Rewrite all of the data below with every "Markers" changed to "Points" and everything else left as it is, and leave the pictures out of your answer.

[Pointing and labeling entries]
____________

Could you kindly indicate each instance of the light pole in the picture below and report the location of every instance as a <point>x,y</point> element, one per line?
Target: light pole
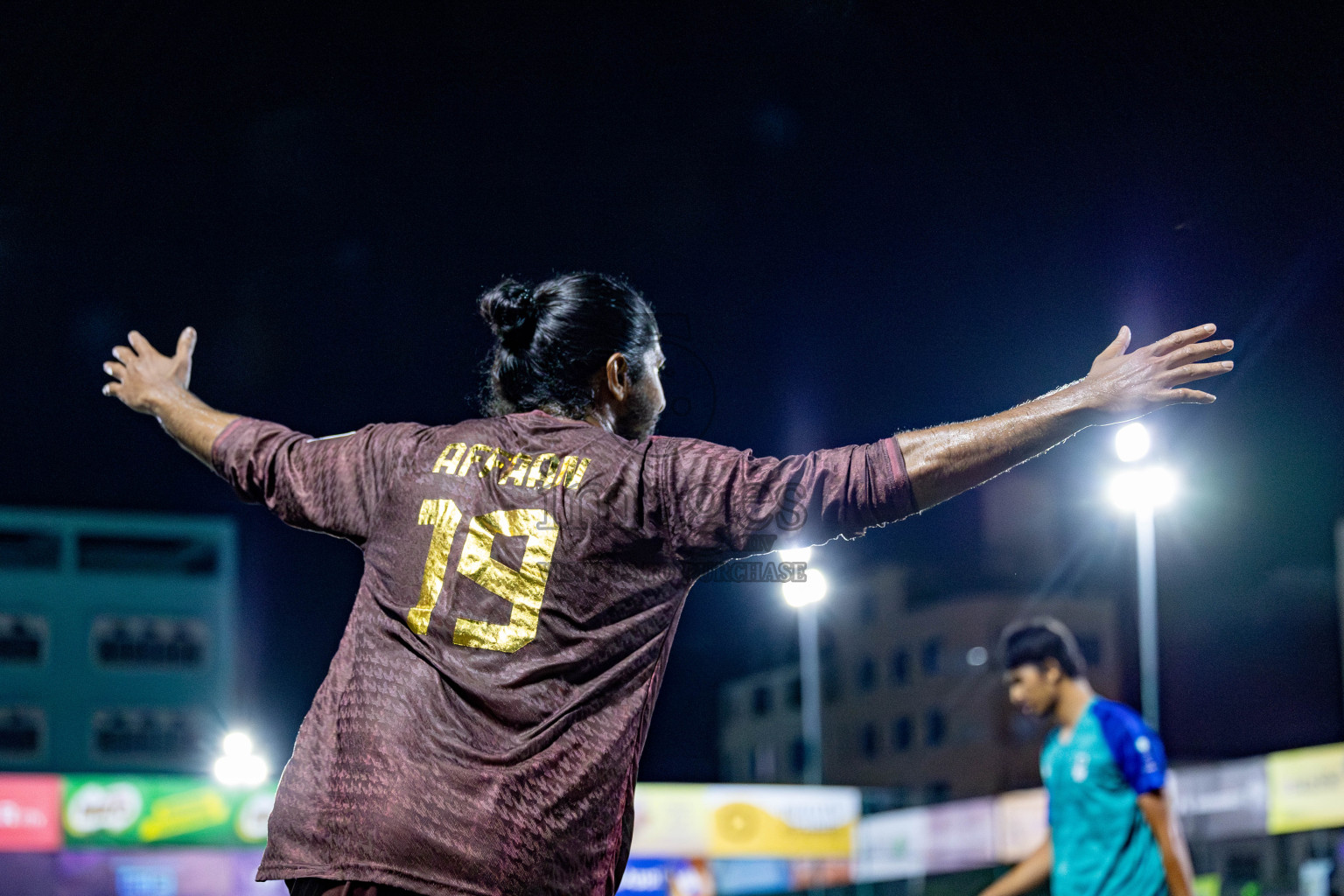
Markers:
<point>1143,491</point>
<point>805,597</point>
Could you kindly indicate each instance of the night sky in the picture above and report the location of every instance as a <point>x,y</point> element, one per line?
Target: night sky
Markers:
<point>852,218</point>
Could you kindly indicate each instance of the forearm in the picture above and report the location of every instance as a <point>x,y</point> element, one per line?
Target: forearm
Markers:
<point>1171,845</point>
<point>948,459</point>
<point>192,424</point>
<point>1026,876</point>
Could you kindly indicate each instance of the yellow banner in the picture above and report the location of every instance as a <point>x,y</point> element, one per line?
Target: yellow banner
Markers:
<point>782,822</point>
<point>669,821</point>
<point>1306,788</point>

____________

• Solved problem:
Could you kindly indicate each instance of the light pole in the picture below and report the location of every instance as a <point>x,y</point> element, one per line?
Target: light pole
Points:
<point>1143,491</point>
<point>805,597</point>
Could you kindly indicate each instance of the night sky in the picture above and report the location of every instance as a <point>x,y</point> element, one per line?
Target: night sky
Points:
<point>852,218</point>
Could you kindly indicate each instance of the forearm in the picture above and report the location of every instance as a <point>x,y</point> element, one per line?
Target: forearm
Points:
<point>1171,845</point>
<point>948,459</point>
<point>192,424</point>
<point>1026,876</point>
Could you kindly indicate each instance of the yellow banner in the picture above and report the location of every instance as a <point>x,y</point> element, one per line?
Target: yellow banner
Points:
<point>782,822</point>
<point>669,821</point>
<point>1306,788</point>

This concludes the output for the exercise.